* [WHAT YOU SHOULD DO]
From the entries below, extract every line that contains the word "dark" and copy each such line unchanged.

◆ ◆ ◆ ◆ ◆

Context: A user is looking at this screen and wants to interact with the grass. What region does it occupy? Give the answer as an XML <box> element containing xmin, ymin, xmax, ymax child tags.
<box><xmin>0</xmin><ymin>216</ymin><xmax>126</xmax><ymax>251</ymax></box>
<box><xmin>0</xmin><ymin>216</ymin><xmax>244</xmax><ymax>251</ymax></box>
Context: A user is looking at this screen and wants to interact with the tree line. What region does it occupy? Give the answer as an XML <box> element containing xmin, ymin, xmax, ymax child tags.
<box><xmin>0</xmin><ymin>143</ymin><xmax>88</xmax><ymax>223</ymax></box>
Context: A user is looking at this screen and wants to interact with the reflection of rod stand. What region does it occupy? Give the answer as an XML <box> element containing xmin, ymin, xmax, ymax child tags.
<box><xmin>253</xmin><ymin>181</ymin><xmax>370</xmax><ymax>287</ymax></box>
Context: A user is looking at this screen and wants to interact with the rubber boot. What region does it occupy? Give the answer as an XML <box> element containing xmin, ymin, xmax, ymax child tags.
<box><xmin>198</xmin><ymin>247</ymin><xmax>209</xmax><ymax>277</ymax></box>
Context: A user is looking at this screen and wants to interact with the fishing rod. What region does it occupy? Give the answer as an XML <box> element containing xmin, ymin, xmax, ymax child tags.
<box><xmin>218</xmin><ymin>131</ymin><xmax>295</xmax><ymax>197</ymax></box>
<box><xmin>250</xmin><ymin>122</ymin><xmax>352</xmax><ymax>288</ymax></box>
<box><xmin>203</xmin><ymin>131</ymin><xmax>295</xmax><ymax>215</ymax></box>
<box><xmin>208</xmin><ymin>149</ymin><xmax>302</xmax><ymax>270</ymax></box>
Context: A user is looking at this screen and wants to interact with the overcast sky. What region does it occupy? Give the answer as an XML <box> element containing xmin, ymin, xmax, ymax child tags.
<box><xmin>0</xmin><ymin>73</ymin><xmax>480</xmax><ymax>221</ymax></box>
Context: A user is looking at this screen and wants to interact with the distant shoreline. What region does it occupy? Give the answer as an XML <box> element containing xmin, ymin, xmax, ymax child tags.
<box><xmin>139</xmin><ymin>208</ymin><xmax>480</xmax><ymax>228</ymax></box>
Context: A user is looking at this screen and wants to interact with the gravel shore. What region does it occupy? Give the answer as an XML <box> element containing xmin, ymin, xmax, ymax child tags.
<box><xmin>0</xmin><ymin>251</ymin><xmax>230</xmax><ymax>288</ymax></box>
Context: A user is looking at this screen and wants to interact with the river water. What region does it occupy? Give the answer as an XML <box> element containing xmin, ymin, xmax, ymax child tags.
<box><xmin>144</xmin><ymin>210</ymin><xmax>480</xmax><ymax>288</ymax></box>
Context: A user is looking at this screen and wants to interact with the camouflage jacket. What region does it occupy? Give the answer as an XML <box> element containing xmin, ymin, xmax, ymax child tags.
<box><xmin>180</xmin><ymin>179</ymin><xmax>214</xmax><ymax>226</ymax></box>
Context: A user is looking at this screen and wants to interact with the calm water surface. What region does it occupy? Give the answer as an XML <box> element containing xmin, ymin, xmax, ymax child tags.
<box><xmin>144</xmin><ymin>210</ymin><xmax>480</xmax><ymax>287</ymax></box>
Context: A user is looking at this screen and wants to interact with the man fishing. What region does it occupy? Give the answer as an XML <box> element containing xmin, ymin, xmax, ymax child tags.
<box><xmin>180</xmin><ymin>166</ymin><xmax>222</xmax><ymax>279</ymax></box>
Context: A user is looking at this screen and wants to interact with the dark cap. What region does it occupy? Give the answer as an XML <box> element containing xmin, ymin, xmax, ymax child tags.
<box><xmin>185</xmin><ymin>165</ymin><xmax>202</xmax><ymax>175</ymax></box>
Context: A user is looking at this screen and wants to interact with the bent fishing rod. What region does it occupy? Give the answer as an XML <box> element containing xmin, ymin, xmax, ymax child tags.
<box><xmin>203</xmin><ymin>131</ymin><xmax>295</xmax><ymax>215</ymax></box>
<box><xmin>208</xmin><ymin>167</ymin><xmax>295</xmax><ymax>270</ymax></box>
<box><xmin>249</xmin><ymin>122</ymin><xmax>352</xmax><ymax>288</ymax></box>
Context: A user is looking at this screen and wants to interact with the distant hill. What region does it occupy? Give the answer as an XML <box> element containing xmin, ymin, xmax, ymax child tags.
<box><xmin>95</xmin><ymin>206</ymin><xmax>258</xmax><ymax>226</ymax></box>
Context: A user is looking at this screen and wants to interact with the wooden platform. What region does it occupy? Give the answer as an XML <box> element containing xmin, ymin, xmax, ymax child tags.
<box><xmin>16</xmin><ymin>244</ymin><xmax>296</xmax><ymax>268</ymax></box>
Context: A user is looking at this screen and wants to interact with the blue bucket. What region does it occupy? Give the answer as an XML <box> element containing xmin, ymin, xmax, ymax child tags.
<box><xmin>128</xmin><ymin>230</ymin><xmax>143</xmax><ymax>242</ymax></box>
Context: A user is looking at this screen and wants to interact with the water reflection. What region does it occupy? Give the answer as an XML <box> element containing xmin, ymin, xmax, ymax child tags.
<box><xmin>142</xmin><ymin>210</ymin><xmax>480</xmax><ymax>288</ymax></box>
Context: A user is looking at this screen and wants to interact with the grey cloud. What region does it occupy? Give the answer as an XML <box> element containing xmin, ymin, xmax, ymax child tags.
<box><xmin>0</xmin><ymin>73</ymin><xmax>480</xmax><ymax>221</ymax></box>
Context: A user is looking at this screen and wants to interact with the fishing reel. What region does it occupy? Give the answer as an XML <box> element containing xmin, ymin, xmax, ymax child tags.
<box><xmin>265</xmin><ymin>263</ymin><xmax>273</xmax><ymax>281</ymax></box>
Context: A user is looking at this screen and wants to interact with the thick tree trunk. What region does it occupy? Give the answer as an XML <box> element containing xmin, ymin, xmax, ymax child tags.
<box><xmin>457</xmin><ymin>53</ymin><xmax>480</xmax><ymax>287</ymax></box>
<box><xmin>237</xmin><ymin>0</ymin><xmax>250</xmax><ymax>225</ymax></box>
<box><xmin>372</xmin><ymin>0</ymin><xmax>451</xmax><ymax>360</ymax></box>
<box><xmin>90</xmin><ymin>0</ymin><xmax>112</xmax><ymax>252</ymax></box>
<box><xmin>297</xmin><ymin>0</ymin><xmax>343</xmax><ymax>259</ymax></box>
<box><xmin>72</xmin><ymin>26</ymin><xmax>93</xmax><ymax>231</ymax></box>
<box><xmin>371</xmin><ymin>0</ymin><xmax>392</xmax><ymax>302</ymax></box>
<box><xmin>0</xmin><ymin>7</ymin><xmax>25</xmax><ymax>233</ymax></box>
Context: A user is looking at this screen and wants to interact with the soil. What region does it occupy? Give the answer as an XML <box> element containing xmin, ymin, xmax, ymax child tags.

◆ ◆ ◆ ◆ ◆

* [WRITTEN ANSWER]
Context: A user is looking at this screen and wants to interact with the dark cap. What region does it occupy? Give the answer as an XML <box> element containing xmin, ymin, xmax, ymax child tags.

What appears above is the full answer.